§ **Problèmes et tâches**
1. Quelle taille mesure Yohan Dépalle d'après le portrait d'Alexis Golinski et de Yohan Dépalle ?
2. Reprenez le portrait d'Alexis Golinski et de Yohan Dépalle à l'endroit où il s'interrompt, puis poursuivez-le.

§ **Texte fourni**
.....

Les deux hommes sont âgés de 36 ans et sont marqués par une différence physique mais une passion commune le Football dans un monde "Classique".


Alexis GOLINSKI en bref : "Alexis Golinski est âgé de 36 ans et chef d'entreprise dans le secteur immobilierParaplégique depuis 2011 suite à un accident de moto, il a donc perdu l'usage des jambes et des abdominaux. Passionné et toujours adepte du sport, il pratique dès que possible l'handiski et s'entraine en handbike (vélo couché à bras) quotidiennement. Coté football, Alexis a évolué dans trois clubs - FC MONTRAMBERT en jeunes puis l'ES VEAUCHE et le GS DERVAUX. Maintenant Alexis assouvit sa passion en étant éducateur depuis de nombreuses saisons. Cette année il a sous sa responsabilité le groupe U16 et U18, et dirige tous les week-ends les U16 Ligue à l'ES Veauche."
 

Yohan DEPALLE en bref : "Yohan Dépalle est également âgé de 36 ans papa d'une petite fille de 10 ans. Yohan est chef d'entreprise dans le Web (Yo Web). Niveau physique Yohan est achondroplase atteint de nanisme depuis sa naissance et mesure 1m34. Niveau football Yohan fait du football une religion et l’a pratiqué pendant 20 ans au club de Saint-Héand pour devenir ensuite éducateur pendant quelques saisons puis maintenant Community manager dans différents clubs sportifs dont L'Etrat la Tour Sportif.

.....

§ **Données à examiner**

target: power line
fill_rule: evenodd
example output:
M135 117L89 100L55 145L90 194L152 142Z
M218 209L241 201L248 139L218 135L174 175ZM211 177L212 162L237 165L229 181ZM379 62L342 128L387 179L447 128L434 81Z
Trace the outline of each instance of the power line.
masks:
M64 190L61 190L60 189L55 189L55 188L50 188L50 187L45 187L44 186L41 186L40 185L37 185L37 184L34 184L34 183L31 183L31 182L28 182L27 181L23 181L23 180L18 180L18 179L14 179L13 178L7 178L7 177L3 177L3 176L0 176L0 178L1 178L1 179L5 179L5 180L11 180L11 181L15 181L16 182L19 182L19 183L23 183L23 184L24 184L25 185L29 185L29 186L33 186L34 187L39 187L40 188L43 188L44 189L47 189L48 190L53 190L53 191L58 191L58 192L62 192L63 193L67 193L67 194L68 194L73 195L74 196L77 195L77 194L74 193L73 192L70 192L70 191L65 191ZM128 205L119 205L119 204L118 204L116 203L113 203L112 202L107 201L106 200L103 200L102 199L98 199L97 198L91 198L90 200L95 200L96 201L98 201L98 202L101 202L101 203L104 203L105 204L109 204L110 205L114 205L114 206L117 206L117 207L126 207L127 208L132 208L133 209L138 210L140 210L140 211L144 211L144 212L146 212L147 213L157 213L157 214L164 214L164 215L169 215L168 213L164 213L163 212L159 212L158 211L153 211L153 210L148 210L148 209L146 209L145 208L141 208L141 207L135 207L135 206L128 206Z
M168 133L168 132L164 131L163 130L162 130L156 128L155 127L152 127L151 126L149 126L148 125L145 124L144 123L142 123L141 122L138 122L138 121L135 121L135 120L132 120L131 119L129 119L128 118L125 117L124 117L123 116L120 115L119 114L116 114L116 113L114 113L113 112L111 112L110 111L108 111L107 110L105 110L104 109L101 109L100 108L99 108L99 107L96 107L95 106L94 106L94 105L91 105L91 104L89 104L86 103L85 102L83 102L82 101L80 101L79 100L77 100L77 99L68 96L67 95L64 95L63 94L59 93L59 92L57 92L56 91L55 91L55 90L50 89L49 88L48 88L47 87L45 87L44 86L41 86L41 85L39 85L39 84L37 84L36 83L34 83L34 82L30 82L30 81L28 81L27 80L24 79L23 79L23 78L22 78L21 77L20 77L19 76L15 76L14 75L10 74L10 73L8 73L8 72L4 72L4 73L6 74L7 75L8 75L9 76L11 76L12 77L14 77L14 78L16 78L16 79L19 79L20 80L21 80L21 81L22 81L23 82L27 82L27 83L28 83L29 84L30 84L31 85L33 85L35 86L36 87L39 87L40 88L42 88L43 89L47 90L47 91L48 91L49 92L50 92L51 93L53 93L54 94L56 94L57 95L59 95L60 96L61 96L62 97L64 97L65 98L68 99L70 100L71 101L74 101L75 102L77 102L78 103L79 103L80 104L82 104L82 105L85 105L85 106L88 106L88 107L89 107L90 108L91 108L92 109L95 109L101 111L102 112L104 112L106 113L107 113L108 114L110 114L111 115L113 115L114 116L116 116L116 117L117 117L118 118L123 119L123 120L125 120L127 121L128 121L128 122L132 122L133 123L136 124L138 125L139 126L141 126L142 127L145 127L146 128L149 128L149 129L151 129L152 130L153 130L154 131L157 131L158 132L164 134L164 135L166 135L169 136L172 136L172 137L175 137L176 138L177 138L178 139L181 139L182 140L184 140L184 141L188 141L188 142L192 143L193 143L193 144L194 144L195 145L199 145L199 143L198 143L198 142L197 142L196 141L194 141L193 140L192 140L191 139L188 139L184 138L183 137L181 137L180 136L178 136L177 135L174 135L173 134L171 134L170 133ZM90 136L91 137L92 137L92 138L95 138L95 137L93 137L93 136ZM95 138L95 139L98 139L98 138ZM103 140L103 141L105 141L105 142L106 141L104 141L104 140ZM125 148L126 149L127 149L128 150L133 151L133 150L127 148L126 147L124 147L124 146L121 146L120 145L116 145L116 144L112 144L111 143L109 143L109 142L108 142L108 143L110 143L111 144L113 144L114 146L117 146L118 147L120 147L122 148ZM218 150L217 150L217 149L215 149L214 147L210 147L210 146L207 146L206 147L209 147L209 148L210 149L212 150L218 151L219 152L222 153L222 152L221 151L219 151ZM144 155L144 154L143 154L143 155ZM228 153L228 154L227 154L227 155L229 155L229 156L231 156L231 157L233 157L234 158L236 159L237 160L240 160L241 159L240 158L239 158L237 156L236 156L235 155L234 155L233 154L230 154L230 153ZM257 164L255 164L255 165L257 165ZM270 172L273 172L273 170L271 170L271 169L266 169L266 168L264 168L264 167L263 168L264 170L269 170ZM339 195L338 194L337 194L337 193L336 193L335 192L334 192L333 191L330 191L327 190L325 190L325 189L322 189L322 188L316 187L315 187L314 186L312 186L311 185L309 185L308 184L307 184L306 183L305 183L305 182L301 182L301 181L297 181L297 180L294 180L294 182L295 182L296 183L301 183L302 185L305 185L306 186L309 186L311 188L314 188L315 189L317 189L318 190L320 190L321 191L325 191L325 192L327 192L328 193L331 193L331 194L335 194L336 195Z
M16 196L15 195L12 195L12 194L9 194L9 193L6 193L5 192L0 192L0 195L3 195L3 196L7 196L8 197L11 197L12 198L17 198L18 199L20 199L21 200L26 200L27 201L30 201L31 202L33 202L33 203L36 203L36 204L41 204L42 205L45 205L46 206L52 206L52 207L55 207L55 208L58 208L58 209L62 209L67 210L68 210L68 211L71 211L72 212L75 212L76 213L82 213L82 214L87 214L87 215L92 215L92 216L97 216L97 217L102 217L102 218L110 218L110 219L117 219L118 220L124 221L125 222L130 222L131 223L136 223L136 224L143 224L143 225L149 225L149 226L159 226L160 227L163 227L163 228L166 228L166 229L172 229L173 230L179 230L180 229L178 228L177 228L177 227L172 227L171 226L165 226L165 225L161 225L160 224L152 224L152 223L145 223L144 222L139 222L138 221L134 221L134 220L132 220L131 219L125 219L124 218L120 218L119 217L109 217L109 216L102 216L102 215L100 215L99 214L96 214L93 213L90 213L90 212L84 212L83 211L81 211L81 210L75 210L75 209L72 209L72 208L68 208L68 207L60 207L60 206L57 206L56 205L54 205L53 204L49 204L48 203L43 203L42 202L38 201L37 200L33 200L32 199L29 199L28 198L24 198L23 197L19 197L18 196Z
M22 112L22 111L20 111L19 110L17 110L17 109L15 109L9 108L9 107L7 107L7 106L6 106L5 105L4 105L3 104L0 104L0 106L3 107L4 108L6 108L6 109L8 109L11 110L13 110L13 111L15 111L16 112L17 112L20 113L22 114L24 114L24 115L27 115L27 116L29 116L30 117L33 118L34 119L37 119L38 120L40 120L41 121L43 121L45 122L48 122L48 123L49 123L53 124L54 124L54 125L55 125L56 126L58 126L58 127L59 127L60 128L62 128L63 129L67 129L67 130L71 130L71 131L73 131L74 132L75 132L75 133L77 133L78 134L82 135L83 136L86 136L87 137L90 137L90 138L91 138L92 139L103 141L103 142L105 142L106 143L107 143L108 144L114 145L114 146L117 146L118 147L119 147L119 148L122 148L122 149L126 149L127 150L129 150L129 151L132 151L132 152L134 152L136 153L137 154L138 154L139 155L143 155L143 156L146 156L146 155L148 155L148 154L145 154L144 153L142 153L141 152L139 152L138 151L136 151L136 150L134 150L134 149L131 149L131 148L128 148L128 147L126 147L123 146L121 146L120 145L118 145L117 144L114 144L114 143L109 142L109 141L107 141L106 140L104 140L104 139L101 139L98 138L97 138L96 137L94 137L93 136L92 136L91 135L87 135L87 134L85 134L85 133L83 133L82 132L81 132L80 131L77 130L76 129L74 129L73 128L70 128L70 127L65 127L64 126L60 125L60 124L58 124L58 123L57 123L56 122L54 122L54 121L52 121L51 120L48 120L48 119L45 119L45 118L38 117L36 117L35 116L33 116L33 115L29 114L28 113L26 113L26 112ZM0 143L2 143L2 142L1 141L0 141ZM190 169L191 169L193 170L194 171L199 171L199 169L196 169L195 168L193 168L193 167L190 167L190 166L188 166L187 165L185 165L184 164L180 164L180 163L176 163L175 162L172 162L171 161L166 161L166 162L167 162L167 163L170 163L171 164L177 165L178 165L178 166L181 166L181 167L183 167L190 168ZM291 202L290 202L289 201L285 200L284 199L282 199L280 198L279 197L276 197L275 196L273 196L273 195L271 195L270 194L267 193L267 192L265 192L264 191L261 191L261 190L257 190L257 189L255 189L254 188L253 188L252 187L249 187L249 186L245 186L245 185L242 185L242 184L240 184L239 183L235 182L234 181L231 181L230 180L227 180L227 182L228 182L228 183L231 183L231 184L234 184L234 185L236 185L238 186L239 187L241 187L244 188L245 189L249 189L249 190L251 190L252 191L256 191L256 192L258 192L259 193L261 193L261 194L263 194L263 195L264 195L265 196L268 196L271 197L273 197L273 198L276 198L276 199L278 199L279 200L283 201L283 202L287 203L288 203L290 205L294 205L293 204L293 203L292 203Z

.....

§ **Corrigé des exercices**
1. Il mesure 1m34.

2.
 

 

Bonjour Messieurs. On va commencer par une question d'actualité. Comment se passe cette période de confinement ?

Alexis Golinski : "Je pense qu’elle se passe comme tous mes amis "footeux", on suit l’actualité pour voir l’évolution de cette pandémie et avec du recul on se dit que notre passion doit être secondaire voire même plus loin en terme de priorité. On parle de mort, de dévouement, de récession, donc je pense qu’il faut relativiser sur notre passion et axer nos comportements vers la santé, l’éducation, l’économie. Je suis   gérant de société dans le domaine de l’immobilier et nous vivons la crise de plein fouet. L’arrêt est complet du fait de ne pouvoir rencontrer des clients ou des investisseurs, ou de pouvoir effectuer les visites de biens immobiliers. Pour parler un peu foot, nous essayons avec mon staff de stimuler continuellement nos joueurs malgré l’éloignement car le lien est primordial. J’étudie aussi le fait de poursuivre le passage de diplôme. Sinon les journées sont remplies par du vélo sur home-trainer et petites sorties, la cuisine mon métier de formation et un peu de musique..."

Yohan Dépalle : "Cette période de confinement est une véritable crise économique pour ma profession mon activité est en forte baisse. Il ne faudra pas trop que cela dure. Sur le plan personnel j’en profite pour faire des choses que je n’ai jamais faites. Je prends soin de moi et de mes proches. J’ai attaqué un régime depuis 45 jours afin d’éviter une lourde intervention chirurgicale à cause de mon nanisme. Je me sens donc de mieux en mieux. Au niveau football nous savons que la saison n’ira pas à son terme et qu’il y aura forcément des heureux et des mécontents. J’espère juste que la FFF aura bien pris tous les facteurs en compte avant d’annoncer leur décision."


Pouvez-vous nous parler de votre parcours dans notre sport favori le Football ?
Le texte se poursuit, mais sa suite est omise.